_Fragmento de origen:_
Desde este punto de vista, el mundo debe reconocer que hay esperanza. Construir una cultura de la paz no es un sueño disparatado o utópico. Es más bien una realidad accesible que, independientemente de nuestros logros, sigue siendo un objetivo digno y alcanzable.
El Papa Juan Pablo II siempre ha mencionado la idea de que esta búsqueda de la paz es uno de los temas más importantes. Sus exhortaciones han sido particularmente incesantes en los últimos dos años, como parte de la celebración del Jubileo. En una homilía durante su visita a Jordania, Su Santidad invitó a todas las madres a ser «constructores de una nueva civilizació
n del amor. Amad a vuestras familias. Enseñadles la dignidad de toda vida; enseñadles los caminos de la armonía y la paz» (Juan Pablo II, homilía en el Estadio Ammán, 21 de marzo de 2000).

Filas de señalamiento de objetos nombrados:
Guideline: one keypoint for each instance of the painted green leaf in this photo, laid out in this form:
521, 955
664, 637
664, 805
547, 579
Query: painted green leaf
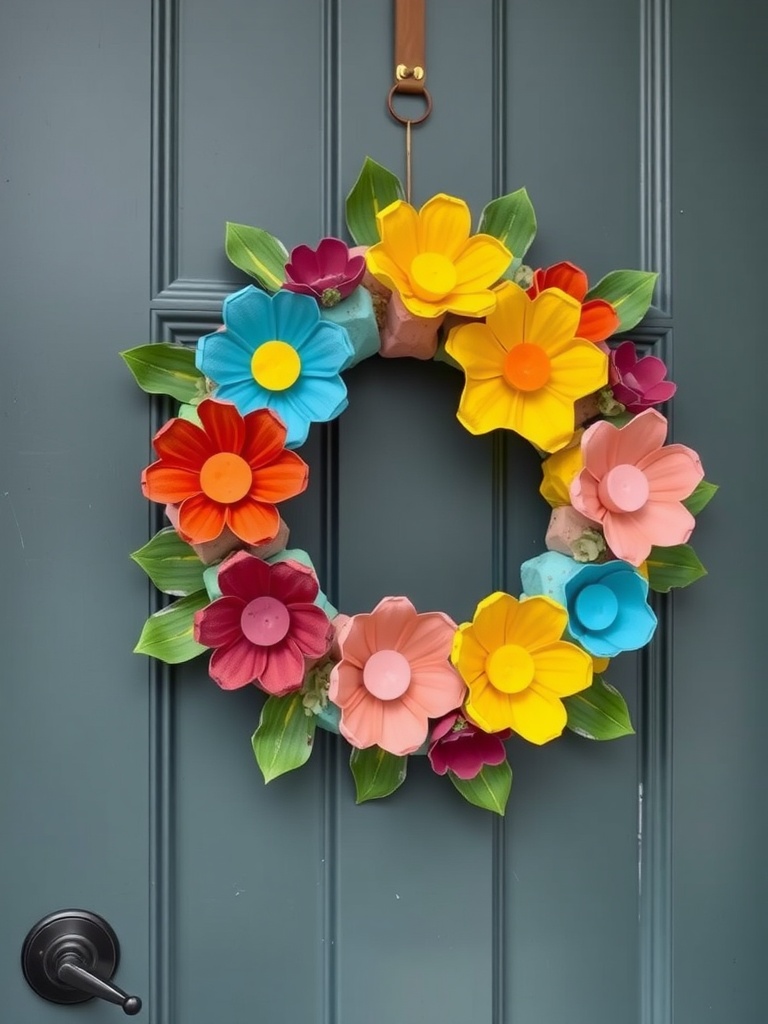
284, 737
511, 219
701, 497
166, 369
375, 188
629, 292
488, 790
599, 713
376, 772
258, 253
171, 563
168, 634
672, 567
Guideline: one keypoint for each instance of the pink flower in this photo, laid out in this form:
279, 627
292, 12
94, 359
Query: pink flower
329, 272
633, 485
263, 626
394, 675
638, 384
462, 748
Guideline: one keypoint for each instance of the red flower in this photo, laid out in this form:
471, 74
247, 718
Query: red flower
462, 748
229, 472
264, 625
599, 318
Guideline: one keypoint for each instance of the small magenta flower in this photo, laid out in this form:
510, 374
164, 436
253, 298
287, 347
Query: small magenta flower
638, 383
329, 273
464, 749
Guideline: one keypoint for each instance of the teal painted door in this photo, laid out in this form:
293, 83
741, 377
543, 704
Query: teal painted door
627, 884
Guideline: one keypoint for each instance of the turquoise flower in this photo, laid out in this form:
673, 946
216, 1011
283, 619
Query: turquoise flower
275, 352
607, 604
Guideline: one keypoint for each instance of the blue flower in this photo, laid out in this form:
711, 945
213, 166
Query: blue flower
275, 352
607, 605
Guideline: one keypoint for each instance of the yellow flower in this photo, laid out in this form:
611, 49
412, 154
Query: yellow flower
430, 260
525, 368
559, 470
517, 668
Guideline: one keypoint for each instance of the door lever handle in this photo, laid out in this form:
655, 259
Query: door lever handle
71, 956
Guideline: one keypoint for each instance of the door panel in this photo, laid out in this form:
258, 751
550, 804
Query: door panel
134, 132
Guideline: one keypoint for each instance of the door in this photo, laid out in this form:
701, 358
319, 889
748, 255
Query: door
626, 884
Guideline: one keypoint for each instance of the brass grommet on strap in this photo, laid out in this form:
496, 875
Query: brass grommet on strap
425, 95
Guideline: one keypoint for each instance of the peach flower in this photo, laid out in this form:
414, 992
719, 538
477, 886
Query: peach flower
394, 675
634, 485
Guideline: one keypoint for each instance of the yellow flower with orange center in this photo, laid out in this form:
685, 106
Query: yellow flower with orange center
430, 260
516, 667
525, 368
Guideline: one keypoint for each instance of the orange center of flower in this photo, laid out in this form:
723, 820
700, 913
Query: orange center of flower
624, 488
510, 669
387, 675
432, 275
225, 477
526, 368
275, 366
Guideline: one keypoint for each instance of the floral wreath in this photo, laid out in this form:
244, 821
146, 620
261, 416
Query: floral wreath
531, 345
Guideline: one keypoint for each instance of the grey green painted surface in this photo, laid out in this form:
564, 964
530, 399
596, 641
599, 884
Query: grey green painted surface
637, 130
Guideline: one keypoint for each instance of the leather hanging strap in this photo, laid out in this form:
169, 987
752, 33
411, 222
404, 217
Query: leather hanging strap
410, 66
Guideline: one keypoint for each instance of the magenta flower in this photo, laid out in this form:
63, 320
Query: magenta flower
638, 384
264, 625
634, 484
329, 272
462, 748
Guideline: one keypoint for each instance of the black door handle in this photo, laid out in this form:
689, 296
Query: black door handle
70, 956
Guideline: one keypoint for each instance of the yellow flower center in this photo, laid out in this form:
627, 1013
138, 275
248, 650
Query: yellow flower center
526, 368
432, 275
275, 366
510, 669
225, 477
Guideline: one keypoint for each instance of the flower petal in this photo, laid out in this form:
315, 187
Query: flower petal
237, 665
562, 669
551, 318
285, 669
244, 577
310, 630
168, 484
673, 472
248, 314
598, 321
218, 624
283, 478
444, 223
477, 349
200, 519
480, 263
223, 424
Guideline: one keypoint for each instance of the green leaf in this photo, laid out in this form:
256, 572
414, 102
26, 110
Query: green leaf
258, 253
511, 219
284, 737
599, 713
168, 634
166, 369
488, 790
376, 772
629, 292
375, 188
171, 563
701, 497
675, 566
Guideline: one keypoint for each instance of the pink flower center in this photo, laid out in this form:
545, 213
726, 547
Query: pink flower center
386, 675
265, 621
624, 488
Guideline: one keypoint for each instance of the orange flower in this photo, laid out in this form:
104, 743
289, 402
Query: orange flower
599, 320
229, 472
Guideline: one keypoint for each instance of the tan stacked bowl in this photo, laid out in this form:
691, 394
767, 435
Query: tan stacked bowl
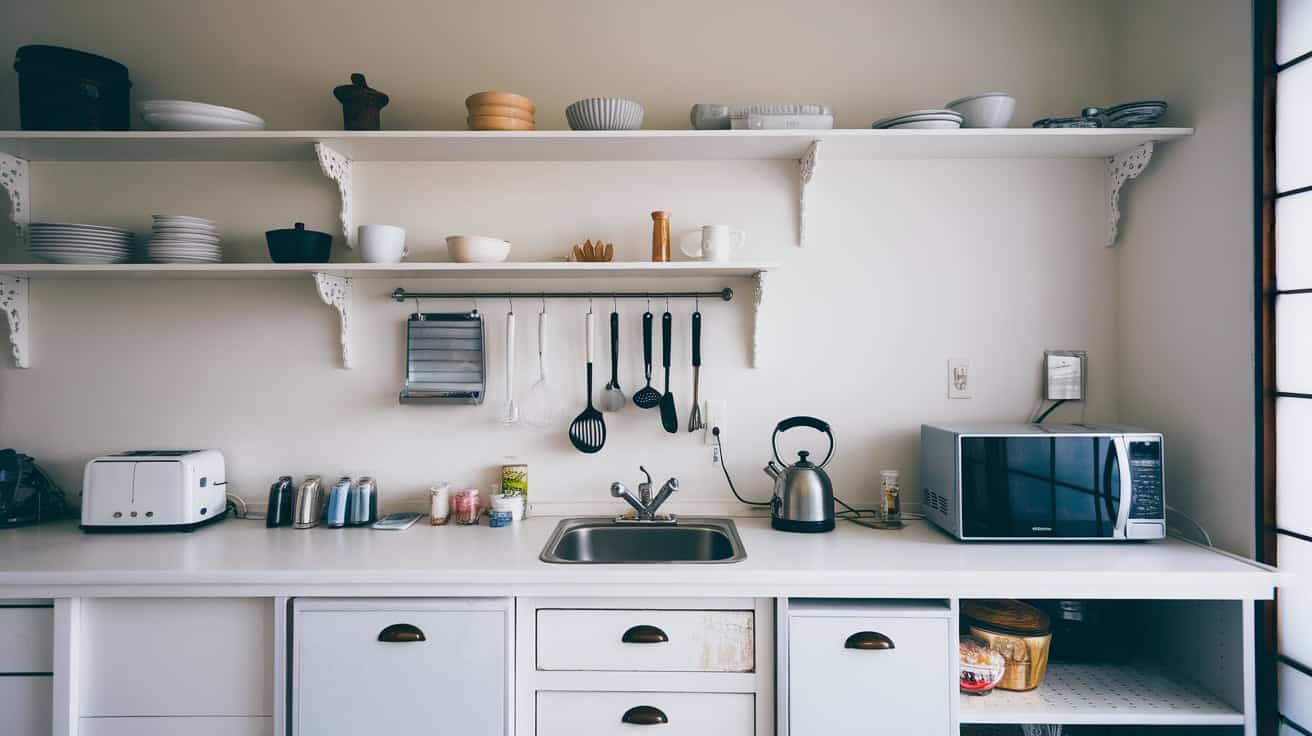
500, 110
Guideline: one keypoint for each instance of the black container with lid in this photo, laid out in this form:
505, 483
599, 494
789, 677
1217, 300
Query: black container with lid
68, 89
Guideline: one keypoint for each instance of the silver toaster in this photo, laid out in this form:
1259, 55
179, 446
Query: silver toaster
154, 490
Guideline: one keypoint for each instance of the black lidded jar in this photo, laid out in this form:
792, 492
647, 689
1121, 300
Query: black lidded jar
68, 89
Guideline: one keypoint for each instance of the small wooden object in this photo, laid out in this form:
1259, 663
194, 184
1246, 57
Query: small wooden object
593, 253
660, 236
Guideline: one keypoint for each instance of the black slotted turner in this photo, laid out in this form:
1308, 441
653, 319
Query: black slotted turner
647, 398
588, 432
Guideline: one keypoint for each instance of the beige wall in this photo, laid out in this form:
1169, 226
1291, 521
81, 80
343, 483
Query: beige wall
1185, 270
911, 261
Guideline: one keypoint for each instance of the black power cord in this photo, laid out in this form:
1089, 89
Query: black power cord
719, 445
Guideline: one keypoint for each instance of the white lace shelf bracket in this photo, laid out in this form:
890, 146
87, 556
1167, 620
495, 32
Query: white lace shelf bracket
757, 295
1122, 168
806, 171
13, 301
335, 291
337, 168
13, 180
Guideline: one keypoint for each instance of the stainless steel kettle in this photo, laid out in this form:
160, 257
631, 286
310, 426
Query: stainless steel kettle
803, 495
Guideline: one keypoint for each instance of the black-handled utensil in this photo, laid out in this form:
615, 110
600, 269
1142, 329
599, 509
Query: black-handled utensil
694, 417
588, 430
613, 399
647, 396
668, 413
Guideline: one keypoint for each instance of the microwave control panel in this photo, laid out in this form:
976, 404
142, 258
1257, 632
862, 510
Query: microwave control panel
1146, 479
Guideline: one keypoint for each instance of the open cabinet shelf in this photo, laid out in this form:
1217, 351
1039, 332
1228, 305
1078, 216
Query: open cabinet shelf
1102, 694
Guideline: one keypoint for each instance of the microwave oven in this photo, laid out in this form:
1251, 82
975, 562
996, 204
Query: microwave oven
1043, 482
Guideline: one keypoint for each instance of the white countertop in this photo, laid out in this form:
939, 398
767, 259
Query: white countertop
243, 558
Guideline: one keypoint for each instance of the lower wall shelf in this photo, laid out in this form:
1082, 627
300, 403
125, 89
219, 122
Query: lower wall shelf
1104, 694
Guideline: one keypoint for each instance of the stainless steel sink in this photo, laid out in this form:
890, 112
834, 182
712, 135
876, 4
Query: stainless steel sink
604, 541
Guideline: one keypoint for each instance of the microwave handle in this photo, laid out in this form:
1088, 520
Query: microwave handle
1126, 486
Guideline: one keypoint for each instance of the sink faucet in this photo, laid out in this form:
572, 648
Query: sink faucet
644, 504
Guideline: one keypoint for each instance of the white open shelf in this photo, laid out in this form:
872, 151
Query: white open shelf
1102, 694
554, 269
580, 146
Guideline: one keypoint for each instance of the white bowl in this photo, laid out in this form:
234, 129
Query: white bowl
605, 113
992, 109
476, 249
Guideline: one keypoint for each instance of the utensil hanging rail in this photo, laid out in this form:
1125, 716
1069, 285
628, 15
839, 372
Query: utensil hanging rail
400, 294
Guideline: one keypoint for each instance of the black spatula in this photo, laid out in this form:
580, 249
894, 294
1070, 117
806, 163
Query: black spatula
668, 413
647, 398
588, 432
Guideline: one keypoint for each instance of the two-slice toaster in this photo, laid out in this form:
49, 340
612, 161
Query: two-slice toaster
154, 490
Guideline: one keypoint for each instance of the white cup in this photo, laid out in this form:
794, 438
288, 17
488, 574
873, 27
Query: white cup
382, 243
717, 243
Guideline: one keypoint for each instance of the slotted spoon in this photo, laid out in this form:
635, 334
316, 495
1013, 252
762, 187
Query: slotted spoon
647, 398
588, 430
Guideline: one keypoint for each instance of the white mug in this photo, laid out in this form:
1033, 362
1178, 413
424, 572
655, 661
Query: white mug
382, 243
717, 243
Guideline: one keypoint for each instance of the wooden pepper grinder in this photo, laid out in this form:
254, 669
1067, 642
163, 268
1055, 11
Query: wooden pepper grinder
660, 238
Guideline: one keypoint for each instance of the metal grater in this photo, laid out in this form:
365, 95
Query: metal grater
445, 361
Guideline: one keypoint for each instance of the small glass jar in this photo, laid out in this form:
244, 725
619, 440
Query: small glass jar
890, 495
466, 507
440, 503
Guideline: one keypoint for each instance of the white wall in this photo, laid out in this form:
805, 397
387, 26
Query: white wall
911, 261
1185, 272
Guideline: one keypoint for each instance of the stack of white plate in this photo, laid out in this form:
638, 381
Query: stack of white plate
67, 243
183, 114
181, 239
922, 120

_Ejercicios por resolver:_
[1] Según el fragmento sobre la paz, ¿en qué país estaba de visita el Papa Juan Pablo II cuando pronunció la homilía citada?
[2] Por favor, filtra las filas y copia todas las que contengan la cadena "open".

_Las respuestas:_
[1] En Jordania.

[2]
Guideline: one keypoint for each instance of the open cabinet shelf in this photo, laid out in this form:
Query: open cabinet shelf
Guideline: one keypoint for each instance of the white open shelf in this photo, laid out in this form:
Query: white open shelf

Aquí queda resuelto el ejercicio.